_Written problem_
Rewrite every line in the part of the items that opens with the line containing "spot the hillside." and runs through the end of the items, keeping the wording lines unchanged. Multiply each coordinate by 1.75 and round to whole numbers, with halves rounding up, and give only those lines.

_Excerpted records_
|---|

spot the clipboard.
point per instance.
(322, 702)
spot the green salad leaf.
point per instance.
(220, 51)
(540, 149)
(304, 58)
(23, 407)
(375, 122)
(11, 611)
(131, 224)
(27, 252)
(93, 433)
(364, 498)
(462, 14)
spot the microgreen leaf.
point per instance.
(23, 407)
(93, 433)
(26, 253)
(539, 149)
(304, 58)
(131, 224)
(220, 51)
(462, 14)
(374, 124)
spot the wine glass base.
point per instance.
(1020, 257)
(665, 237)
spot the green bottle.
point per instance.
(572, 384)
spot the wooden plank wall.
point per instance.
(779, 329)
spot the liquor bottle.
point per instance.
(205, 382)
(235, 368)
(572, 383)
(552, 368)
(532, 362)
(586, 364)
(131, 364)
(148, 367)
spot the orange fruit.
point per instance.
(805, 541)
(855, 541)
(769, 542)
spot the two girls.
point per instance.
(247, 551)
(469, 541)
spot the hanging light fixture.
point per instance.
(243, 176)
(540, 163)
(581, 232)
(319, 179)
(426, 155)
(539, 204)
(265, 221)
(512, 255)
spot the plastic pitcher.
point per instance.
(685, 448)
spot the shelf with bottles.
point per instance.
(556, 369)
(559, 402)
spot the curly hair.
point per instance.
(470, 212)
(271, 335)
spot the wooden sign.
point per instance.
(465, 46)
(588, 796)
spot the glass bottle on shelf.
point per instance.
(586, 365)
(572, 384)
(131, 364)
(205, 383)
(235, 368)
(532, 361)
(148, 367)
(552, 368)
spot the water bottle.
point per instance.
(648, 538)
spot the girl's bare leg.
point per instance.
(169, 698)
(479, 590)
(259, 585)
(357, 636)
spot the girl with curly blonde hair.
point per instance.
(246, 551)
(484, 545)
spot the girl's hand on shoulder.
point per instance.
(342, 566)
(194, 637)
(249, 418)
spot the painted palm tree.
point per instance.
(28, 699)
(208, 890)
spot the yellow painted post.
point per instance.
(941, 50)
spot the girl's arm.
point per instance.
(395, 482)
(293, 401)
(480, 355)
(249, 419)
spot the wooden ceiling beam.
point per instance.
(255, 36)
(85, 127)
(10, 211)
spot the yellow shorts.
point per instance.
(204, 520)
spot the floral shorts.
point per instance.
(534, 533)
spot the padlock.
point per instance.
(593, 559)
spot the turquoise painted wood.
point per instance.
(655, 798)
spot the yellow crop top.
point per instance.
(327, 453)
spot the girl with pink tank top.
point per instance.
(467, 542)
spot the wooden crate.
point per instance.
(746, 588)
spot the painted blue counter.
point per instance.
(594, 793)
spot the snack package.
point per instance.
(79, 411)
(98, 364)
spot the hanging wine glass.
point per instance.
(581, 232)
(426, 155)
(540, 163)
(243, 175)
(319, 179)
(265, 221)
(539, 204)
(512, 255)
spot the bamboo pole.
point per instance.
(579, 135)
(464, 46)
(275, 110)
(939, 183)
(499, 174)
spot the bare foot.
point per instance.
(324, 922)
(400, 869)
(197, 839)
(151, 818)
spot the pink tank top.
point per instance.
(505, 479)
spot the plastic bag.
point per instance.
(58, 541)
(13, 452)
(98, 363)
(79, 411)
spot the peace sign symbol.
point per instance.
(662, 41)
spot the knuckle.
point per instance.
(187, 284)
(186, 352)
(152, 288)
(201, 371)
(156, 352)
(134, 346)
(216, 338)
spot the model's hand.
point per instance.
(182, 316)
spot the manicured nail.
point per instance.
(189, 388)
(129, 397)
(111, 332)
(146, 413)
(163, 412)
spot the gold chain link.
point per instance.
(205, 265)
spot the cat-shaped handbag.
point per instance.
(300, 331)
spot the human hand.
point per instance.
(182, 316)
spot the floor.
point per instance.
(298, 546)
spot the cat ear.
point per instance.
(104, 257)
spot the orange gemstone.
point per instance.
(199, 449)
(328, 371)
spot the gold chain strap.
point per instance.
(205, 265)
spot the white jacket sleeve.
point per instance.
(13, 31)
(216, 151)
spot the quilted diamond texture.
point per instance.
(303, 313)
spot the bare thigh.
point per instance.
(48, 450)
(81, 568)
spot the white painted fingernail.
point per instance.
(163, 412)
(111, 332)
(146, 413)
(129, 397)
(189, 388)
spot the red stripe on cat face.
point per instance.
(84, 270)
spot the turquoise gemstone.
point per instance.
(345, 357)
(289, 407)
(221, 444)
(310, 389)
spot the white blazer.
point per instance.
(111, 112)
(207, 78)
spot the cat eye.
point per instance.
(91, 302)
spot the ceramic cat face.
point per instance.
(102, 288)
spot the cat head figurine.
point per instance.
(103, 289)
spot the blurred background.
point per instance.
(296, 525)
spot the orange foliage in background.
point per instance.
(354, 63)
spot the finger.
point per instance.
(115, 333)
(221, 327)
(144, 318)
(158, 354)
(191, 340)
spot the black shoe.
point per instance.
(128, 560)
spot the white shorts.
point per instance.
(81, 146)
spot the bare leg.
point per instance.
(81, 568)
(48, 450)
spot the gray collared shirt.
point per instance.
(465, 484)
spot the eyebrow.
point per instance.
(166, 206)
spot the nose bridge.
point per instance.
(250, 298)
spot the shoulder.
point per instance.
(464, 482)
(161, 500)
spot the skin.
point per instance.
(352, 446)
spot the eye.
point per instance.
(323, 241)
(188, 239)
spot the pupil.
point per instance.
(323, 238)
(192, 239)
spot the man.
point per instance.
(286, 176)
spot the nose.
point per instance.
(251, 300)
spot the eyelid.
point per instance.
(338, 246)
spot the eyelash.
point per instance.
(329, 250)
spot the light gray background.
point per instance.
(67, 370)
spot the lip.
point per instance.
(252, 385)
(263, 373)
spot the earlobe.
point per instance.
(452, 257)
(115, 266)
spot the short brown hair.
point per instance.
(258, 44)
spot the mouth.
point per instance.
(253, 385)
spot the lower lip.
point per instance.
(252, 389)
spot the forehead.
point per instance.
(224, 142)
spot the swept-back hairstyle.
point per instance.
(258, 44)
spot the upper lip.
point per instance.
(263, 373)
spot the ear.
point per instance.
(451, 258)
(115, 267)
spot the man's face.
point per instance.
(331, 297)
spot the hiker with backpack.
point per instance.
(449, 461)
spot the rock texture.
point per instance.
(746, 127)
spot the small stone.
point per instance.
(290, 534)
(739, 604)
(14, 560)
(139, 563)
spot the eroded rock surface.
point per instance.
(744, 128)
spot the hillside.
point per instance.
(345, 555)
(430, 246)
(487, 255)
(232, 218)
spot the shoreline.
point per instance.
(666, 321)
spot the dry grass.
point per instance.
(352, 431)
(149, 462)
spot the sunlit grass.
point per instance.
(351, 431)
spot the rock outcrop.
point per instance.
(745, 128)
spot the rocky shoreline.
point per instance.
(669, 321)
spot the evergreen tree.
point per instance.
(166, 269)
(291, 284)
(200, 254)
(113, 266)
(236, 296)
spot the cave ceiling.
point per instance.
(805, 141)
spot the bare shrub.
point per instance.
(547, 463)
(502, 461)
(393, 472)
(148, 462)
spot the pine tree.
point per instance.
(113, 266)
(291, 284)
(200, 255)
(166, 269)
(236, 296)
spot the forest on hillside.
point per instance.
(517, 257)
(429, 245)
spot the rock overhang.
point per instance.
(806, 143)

|---|

_Finished task_
spot the hillside.
point per instance.
(604, 971)
(753, 431)
(852, 446)
(406, 382)
spot the shoreline.
point per instance.
(1166, 562)
spot the dry grass.
point per instance.
(616, 754)
(261, 809)
spot the sunlit grass.
point per instance.
(614, 754)
spot the rock outcrop.
point per instance.
(1304, 224)
spot the rocky shoreline.
point per instance.
(1171, 562)
spot the evergreen tree.
point per instance.
(291, 471)
(509, 497)
(350, 445)
(198, 466)
(413, 518)
spot the cave ceiling.
point per instance.
(1409, 247)
spot the bare shrub.
point per instance.
(957, 810)
(879, 807)
(688, 826)
(259, 809)
spot the pine tree.
point per instance.
(198, 466)
(509, 497)
(350, 446)
(291, 471)
(413, 518)
spot the forest on hillside.
point per instance.
(905, 450)
(751, 429)
spot the rock overhang.
point per instance.
(1411, 250)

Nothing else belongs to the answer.